## TASK INSTRUCTIONS
Whenever the string "black" turns up in a line of the data below, copy that line.

Collected data entries

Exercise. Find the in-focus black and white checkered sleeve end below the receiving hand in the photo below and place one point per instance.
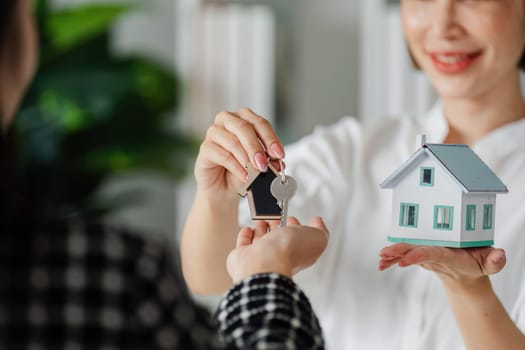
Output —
(268, 311)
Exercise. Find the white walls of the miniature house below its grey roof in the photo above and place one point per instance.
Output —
(468, 221)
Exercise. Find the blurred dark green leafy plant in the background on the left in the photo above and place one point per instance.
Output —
(90, 115)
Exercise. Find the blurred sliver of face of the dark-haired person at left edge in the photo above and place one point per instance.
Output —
(18, 64)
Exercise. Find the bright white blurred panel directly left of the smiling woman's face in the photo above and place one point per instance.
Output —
(388, 83)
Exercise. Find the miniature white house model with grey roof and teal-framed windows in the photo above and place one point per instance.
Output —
(444, 195)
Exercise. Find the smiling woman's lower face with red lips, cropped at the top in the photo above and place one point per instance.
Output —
(466, 47)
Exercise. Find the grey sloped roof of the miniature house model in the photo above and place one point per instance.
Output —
(469, 171)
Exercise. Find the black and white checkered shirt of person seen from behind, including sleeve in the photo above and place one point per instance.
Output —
(78, 285)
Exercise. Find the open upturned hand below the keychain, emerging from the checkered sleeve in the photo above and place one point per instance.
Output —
(285, 250)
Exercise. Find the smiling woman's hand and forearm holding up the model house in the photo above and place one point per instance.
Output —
(481, 317)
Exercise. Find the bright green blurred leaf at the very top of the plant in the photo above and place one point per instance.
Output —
(68, 28)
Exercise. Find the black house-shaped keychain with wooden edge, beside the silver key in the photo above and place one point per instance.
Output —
(263, 205)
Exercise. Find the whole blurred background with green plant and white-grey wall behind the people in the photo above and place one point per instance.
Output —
(127, 89)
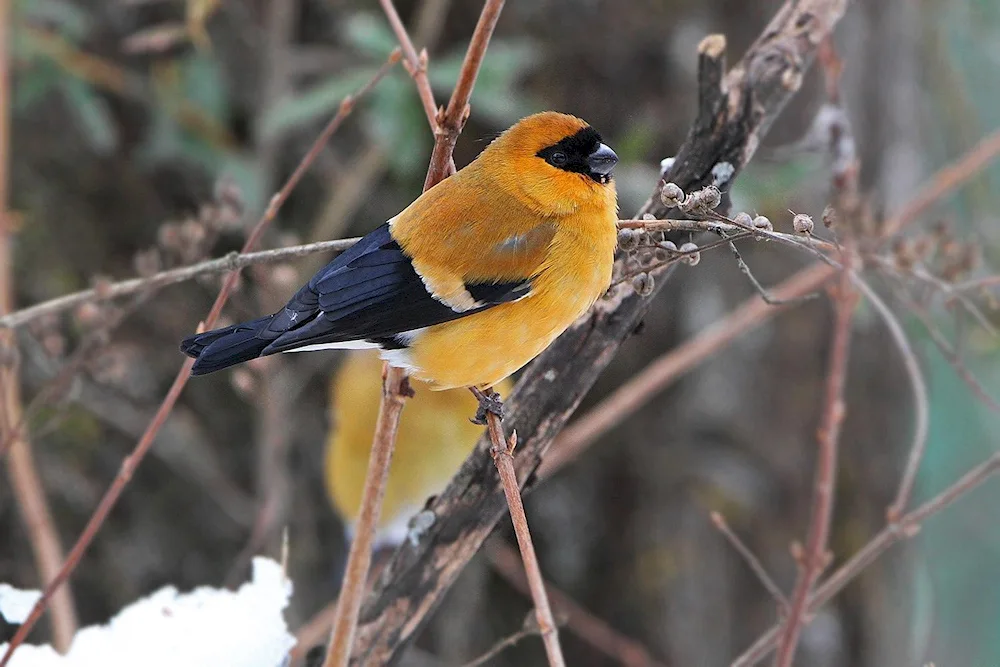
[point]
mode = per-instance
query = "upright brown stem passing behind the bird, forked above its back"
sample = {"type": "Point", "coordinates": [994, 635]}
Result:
{"type": "Point", "coordinates": [395, 387]}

## ANSWER BELOW
Exercise. Find the in-focus black and white checkered sleeve end below the receiving hand in the photo below and place one point per instance.
Exercise. Find the black and white checkered shirt of person seen from behind, including sleeve in the photo above and place one point per instance.
Exercise. Find the black house-shaped keychain with wooden edge, beside the silver key in the photo above and place one point per instance.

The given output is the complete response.